> _What you have to do_: The lines to return are the one containing "Where can you find the horse's mane" and all that follow it in the entries below, duplicated exactly and nothing else.

> _Data shown_:
________

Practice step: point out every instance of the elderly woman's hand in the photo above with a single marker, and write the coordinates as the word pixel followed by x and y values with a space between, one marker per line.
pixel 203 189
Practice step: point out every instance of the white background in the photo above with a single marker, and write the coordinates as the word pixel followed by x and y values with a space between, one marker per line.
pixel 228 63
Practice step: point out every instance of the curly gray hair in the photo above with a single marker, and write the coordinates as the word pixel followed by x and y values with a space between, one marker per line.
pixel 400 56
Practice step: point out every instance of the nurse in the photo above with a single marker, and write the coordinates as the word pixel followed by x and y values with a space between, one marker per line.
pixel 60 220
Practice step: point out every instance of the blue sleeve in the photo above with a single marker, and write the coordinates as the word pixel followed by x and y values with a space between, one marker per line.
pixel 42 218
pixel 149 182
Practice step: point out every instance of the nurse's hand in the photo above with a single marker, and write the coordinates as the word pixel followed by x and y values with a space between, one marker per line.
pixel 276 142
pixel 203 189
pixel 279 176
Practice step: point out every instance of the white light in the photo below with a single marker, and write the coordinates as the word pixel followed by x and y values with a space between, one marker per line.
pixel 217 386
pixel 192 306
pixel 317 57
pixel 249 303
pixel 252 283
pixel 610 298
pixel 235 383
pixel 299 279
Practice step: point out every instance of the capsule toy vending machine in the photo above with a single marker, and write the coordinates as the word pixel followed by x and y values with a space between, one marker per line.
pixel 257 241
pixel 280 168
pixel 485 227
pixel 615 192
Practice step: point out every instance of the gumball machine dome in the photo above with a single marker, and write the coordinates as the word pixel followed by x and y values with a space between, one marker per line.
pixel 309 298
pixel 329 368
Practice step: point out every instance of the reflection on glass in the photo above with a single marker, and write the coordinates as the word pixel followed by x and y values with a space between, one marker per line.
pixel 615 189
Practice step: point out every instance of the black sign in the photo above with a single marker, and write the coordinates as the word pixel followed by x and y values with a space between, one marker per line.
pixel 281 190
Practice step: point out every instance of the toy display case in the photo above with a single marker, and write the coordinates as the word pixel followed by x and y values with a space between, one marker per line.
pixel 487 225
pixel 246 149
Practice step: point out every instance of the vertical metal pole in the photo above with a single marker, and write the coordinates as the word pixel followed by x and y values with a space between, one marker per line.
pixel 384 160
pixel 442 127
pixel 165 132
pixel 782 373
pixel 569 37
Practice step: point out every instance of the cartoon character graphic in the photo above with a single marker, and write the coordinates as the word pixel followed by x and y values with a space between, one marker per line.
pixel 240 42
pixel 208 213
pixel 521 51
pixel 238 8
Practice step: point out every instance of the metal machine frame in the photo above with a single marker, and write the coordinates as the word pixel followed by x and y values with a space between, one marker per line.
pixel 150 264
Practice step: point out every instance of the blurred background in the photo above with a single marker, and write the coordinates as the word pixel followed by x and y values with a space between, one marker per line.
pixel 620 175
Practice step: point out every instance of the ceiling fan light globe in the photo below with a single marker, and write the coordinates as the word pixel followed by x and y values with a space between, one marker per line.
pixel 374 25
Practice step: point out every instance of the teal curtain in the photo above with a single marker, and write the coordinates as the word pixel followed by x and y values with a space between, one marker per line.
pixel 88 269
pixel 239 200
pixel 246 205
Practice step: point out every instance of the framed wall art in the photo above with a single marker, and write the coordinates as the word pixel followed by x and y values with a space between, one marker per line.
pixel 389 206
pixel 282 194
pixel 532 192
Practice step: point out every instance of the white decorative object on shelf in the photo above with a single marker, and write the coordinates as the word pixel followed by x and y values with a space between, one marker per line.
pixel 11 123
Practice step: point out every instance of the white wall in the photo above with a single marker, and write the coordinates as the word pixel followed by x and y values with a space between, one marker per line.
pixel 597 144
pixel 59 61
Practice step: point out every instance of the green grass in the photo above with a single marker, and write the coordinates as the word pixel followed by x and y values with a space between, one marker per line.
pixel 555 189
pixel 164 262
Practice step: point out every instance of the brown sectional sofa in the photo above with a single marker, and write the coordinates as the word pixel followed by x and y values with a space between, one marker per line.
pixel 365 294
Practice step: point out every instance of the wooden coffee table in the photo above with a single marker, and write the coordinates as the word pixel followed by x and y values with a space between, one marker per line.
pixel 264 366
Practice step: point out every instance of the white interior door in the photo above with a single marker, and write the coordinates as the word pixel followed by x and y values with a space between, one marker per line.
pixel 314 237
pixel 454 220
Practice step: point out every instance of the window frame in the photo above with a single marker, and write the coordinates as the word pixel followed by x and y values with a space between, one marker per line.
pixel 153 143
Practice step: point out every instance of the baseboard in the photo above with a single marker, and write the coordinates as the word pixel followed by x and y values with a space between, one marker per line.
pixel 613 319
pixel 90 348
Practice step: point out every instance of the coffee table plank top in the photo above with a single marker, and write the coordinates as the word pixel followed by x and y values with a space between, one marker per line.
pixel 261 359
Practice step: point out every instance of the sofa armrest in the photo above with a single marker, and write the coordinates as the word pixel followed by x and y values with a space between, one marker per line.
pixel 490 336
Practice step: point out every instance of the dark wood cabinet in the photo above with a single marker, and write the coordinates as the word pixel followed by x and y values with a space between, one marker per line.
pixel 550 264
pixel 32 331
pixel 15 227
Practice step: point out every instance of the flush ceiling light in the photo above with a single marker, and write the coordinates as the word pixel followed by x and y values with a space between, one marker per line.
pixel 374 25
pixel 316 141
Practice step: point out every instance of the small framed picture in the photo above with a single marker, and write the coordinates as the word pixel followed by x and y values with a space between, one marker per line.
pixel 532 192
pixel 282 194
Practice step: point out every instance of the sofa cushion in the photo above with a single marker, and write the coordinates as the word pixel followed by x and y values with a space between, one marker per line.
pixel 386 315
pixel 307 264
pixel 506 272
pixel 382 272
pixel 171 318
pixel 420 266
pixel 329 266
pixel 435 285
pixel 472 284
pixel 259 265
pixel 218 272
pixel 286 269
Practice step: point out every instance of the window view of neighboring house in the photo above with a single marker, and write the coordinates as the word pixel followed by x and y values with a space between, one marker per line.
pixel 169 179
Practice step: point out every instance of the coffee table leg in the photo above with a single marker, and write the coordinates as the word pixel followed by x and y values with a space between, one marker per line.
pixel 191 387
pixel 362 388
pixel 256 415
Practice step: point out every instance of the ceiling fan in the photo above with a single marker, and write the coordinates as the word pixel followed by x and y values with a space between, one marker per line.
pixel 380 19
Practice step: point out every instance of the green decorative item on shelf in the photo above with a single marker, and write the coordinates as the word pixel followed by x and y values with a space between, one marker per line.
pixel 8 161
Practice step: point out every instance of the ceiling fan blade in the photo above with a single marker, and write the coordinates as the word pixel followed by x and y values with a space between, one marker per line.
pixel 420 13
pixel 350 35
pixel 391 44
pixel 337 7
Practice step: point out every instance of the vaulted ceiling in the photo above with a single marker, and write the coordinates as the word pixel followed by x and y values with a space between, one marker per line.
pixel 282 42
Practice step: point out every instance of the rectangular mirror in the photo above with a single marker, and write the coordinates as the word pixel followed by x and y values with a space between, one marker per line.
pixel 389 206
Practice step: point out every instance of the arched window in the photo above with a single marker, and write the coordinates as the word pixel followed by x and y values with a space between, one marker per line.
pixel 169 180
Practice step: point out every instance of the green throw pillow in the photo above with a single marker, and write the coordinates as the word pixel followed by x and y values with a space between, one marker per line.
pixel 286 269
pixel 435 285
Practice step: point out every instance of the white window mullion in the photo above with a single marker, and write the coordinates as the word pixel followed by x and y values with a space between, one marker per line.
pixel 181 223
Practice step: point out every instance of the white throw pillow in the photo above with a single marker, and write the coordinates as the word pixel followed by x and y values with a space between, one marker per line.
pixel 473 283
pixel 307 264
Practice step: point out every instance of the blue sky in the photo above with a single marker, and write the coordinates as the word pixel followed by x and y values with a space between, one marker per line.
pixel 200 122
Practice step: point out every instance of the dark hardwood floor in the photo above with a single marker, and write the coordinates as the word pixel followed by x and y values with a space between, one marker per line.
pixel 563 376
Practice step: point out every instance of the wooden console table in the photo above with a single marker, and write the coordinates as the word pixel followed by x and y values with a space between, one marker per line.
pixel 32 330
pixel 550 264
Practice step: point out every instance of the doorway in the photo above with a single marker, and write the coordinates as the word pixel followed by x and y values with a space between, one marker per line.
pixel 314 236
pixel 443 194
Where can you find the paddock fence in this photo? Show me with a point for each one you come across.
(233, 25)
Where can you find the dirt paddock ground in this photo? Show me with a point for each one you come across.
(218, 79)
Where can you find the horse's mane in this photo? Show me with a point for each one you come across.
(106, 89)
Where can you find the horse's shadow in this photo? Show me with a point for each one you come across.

________

> _Result of this exercise_:
Where can you find the horse's mane in this photo? Show me with a point for each one you come across.
(106, 89)
Where can you find the horse's shadow in this photo? Show me with a point for each one you come across.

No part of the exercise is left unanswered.